Pointing dataset records =

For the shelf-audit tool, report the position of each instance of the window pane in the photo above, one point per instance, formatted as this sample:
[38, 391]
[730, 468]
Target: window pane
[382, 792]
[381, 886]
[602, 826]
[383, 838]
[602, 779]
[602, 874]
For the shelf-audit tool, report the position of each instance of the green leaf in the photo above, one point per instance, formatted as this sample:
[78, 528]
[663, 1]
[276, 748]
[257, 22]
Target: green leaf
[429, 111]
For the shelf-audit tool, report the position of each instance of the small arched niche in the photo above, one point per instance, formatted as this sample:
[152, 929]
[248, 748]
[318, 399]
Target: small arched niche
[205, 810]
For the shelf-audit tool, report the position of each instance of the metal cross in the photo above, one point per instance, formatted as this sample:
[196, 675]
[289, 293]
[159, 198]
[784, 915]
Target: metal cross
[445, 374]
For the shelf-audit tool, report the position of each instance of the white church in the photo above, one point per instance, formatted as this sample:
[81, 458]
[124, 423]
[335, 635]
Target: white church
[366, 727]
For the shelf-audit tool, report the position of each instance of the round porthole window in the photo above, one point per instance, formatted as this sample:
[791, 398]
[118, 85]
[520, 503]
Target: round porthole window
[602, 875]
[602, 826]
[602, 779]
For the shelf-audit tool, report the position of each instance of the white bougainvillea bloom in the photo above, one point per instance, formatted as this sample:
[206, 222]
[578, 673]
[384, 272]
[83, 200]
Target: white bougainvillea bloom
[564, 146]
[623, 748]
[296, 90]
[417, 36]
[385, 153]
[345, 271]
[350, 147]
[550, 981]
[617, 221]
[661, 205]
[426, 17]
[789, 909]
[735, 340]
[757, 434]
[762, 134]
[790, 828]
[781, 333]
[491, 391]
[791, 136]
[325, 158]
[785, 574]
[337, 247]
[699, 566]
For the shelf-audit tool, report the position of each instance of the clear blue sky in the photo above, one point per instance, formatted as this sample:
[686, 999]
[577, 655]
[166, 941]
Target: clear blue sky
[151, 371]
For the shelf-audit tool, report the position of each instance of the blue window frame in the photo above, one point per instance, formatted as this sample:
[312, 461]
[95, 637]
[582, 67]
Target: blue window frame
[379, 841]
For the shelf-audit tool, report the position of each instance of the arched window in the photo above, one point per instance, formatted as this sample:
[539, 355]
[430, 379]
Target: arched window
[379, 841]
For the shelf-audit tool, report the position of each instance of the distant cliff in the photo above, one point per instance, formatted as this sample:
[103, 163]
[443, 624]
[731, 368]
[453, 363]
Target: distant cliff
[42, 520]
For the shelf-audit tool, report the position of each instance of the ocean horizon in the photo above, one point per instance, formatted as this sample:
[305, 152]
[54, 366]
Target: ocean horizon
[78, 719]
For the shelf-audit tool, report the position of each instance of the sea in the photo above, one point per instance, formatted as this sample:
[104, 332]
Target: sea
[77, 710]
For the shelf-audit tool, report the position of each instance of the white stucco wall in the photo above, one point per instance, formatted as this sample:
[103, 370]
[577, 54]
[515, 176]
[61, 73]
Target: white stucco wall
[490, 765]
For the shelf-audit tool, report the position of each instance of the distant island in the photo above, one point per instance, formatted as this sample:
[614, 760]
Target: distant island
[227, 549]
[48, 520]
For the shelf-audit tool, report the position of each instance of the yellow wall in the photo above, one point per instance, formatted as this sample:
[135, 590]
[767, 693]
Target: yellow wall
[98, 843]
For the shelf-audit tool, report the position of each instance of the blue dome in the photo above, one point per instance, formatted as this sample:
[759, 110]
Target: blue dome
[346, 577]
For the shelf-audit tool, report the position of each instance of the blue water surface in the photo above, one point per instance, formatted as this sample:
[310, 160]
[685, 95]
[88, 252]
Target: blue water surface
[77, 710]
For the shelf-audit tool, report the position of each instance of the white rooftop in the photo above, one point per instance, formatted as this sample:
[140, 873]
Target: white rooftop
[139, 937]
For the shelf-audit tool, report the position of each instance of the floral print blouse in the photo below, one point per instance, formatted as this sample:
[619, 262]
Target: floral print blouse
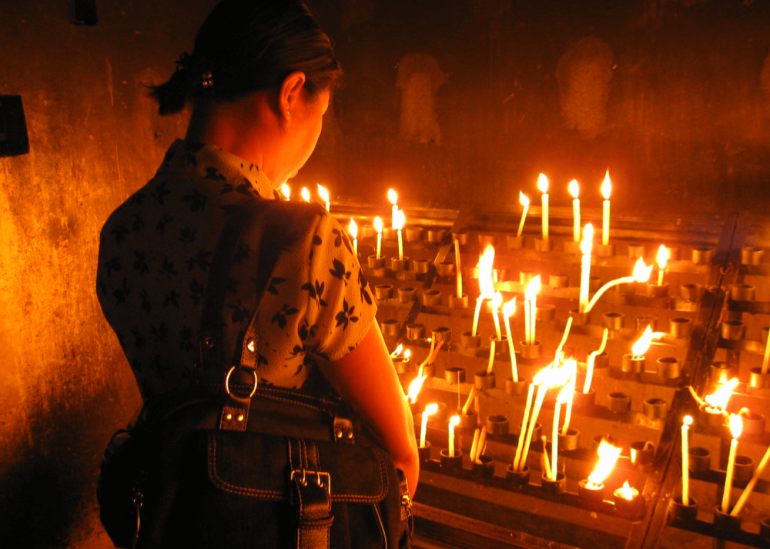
[155, 255]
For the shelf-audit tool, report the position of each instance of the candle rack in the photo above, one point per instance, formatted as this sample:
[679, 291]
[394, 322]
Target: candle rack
[638, 404]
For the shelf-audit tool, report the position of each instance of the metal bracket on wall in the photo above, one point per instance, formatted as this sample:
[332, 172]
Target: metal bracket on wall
[13, 126]
[82, 12]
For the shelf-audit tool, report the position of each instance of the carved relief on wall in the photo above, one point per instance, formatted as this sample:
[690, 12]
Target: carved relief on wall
[584, 73]
[419, 79]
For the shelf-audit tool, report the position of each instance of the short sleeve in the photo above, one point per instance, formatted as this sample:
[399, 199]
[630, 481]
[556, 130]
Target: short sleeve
[340, 303]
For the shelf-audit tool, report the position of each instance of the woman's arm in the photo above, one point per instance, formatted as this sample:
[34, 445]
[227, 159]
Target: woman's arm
[366, 378]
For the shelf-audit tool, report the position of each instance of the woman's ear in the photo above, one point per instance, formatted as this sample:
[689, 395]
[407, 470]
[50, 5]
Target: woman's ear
[290, 93]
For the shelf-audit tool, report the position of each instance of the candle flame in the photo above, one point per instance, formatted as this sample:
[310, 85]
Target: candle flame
[626, 492]
[606, 186]
[641, 271]
[608, 455]
[736, 425]
[574, 188]
[486, 282]
[643, 344]
[497, 301]
[397, 351]
[509, 308]
[720, 397]
[399, 220]
[323, 193]
[392, 196]
[532, 289]
[414, 388]
[586, 245]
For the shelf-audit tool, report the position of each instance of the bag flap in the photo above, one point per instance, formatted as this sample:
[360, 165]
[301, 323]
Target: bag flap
[257, 465]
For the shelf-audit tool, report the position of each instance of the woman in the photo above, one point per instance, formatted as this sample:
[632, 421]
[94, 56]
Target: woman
[259, 80]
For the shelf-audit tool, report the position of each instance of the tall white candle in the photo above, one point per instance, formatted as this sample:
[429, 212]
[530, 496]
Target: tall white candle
[752, 483]
[524, 201]
[491, 362]
[459, 269]
[524, 426]
[736, 426]
[542, 185]
[586, 247]
[400, 221]
[508, 310]
[324, 194]
[766, 358]
[353, 230]
[606, 191]
[686, 460]
[378, 227]
[393, 199]
[662, 260]
[430, 409]
[574, 190]
[452, 423]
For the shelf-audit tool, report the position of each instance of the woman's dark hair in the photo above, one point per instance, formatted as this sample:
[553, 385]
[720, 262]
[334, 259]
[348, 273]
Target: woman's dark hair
[245, 46]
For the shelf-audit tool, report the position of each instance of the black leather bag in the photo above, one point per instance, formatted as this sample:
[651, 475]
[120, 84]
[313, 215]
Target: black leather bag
[231, 464]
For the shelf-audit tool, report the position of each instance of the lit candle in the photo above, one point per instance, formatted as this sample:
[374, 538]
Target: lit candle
[662, 260]
[459, 269]
[393, 199]
[430, 409]
[524, 426]
[530, 306]
[585, 266]
[452, 423]
[686, 460]
[495, 304]
[642, 345]
[641, 274]
[486, 284]
[491, 362]
[561, 399]
[508, 310]
[542, 389]
[608, 455]
[353, 229]
[592, 362]
[542, 186]
[752, 483]
[324, 194]
[574, 190]
[398, 224]
[606, 190]
[736, 426]
[524, 201]
[570, 391]
[378, 227]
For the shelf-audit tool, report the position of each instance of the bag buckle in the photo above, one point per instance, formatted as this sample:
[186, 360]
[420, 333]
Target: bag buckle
[322, 478]
[254, 384]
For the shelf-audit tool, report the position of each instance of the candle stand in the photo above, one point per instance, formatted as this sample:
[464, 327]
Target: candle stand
[708, 318]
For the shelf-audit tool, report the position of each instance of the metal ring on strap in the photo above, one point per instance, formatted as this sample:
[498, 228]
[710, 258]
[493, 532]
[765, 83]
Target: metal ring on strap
[253, 374]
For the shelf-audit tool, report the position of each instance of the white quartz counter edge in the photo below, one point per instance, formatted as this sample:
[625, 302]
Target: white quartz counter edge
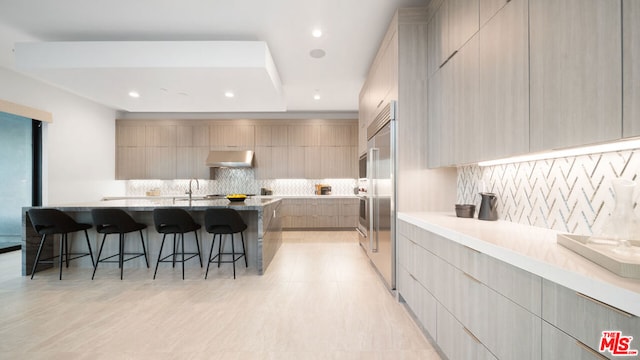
[534, 250]
[200, 197]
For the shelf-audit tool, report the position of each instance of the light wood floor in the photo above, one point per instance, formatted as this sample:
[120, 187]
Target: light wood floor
[319, 299]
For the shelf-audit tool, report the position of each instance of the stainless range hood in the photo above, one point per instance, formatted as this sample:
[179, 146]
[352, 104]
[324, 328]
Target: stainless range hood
[233, 158]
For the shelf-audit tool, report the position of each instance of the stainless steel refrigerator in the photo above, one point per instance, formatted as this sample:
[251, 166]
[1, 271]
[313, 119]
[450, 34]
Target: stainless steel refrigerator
[381, 135]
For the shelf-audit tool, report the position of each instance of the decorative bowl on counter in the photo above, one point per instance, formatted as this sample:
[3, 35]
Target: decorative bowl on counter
[236, 197]
[465, 210]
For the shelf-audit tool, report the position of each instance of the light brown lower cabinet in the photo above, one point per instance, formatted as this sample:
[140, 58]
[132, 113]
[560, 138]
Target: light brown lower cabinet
[477, 307]
[315, 213]
[556, 344]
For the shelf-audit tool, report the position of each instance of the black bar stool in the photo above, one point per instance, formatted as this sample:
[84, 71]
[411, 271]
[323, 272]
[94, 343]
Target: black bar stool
[225, 221]
[175, 221]
[52, 222]
[117, 221]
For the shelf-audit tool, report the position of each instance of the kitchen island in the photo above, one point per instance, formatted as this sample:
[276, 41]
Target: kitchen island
[263, 235]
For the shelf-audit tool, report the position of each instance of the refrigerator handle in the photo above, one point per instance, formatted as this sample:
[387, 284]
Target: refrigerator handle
[374, 219]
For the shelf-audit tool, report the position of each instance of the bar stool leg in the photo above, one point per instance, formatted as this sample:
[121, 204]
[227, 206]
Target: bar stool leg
[144, 249]
[35, 264]
[175, 250]
[99, 254]
[159, 255]
[213, 243]
[182, 237]
[244, 251]
[198, 246]
[121, 257]
[233, 255]
[66, 249]
[86, 235]
[62, 245]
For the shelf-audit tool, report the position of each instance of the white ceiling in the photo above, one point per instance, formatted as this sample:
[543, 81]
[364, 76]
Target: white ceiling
[352, 31]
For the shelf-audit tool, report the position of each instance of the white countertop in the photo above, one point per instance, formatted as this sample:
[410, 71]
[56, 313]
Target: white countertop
[201, 197]
[535, 250]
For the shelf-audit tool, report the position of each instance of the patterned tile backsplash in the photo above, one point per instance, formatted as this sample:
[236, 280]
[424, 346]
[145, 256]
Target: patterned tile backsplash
[229, 181]
[572, 194]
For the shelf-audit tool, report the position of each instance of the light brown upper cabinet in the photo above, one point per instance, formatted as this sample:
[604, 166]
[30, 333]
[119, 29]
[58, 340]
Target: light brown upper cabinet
[488, 8]
[503, 113]
[631, 67]
[192, 150]
[452, 25]
[463, 22]
[452, 95]
[271, 135]
[575, 72]
[381, 85]
[231, 137]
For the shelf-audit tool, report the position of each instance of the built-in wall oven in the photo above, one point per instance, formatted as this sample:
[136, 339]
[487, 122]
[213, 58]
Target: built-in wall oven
[363, 221]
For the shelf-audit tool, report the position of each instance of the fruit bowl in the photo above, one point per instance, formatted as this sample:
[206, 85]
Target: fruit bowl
[236, 197]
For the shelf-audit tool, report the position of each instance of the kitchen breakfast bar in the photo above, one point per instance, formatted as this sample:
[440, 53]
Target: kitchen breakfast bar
[263, 235]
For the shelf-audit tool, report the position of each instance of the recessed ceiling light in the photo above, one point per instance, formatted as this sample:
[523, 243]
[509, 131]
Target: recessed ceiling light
[317, 53]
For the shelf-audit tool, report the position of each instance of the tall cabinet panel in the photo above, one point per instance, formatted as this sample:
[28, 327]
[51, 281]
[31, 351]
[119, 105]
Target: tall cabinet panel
[464, 110]
[575, 72]
[463, 21]
[438, 39]
[191, 151]
[504, 83]
[631, 67]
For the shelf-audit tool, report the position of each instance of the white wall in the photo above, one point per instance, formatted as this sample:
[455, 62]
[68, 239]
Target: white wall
[79, 146]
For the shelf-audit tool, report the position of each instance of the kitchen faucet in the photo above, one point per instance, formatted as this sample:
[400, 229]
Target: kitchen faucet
[190, 192]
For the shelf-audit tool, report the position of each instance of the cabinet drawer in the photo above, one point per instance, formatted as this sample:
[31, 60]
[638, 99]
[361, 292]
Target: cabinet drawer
[558, 345]
[585, 318]
[508, 330]
[406, 254]
[520, 286]
[457, 342]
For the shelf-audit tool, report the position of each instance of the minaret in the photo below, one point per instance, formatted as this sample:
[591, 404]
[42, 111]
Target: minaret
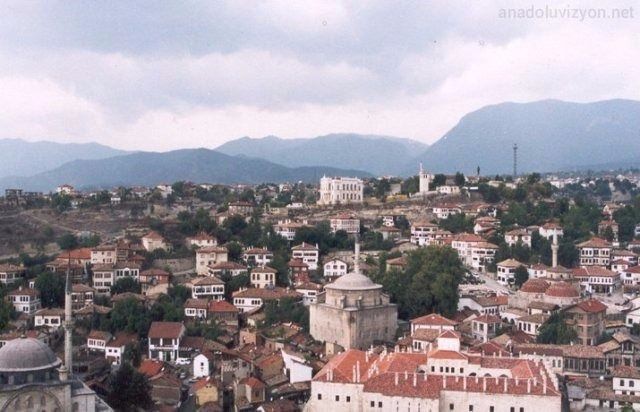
[554, 250]
[423, 181]
[356, 263]
[67, 369]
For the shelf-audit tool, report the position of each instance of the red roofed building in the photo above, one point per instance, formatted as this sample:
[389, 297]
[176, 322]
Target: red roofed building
[164, 340]
[445, 379]
[433, 321]
[595, 252]
[597, 279]
[588, 319]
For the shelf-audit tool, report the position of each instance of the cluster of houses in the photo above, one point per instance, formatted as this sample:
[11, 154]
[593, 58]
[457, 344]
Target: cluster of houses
[354, 354]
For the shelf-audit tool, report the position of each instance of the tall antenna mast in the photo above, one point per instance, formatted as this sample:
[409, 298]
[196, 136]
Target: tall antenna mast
[515, 160]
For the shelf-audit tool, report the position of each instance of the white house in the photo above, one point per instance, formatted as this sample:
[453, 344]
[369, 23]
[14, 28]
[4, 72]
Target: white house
[516, 236]
[201, 366]
[296, 366]
[595, 252]
[209, 287]
[345, 222]
[263, 277]
[340, 190]
[247, 300]
[309, 292]
[98, 339]
[257, 256]
[549, 229]
[202, 239]
[25, 300]
[335, 268]
[152, 241]
[164, 340]
[208, 256]
[114, 350]
[444, 210]
[422, 232]
[50, 318]
[196, 308]
[308, 253]
[506, 271]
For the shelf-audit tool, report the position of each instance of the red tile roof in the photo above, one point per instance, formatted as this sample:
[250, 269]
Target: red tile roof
[169, 330]
[433, 319]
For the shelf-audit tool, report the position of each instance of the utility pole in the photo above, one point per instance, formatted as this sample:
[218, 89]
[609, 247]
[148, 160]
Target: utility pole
[515, 160]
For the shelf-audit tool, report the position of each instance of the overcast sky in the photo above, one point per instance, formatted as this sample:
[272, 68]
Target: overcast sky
[161, 75]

GIVEN REQUEST = Starting with the line that contains "of the utility", return each line through the last one of the data above, exactly as written and nothing more.

TASK RESULT =
For the shelf-audit tool, report the position of each instance of the utility pole in the photo above, one point per instance, formatted as this sample:
[218, 89]
[609, 247]
[148, 160]
Target: utility pole
[515, 160]
For the shelf-audit tool, report the position of each instance of the overcast sky in the photo above, one point per instance, formatted as this sample:
[272, 68]
Target: overcast sky
[161, 75]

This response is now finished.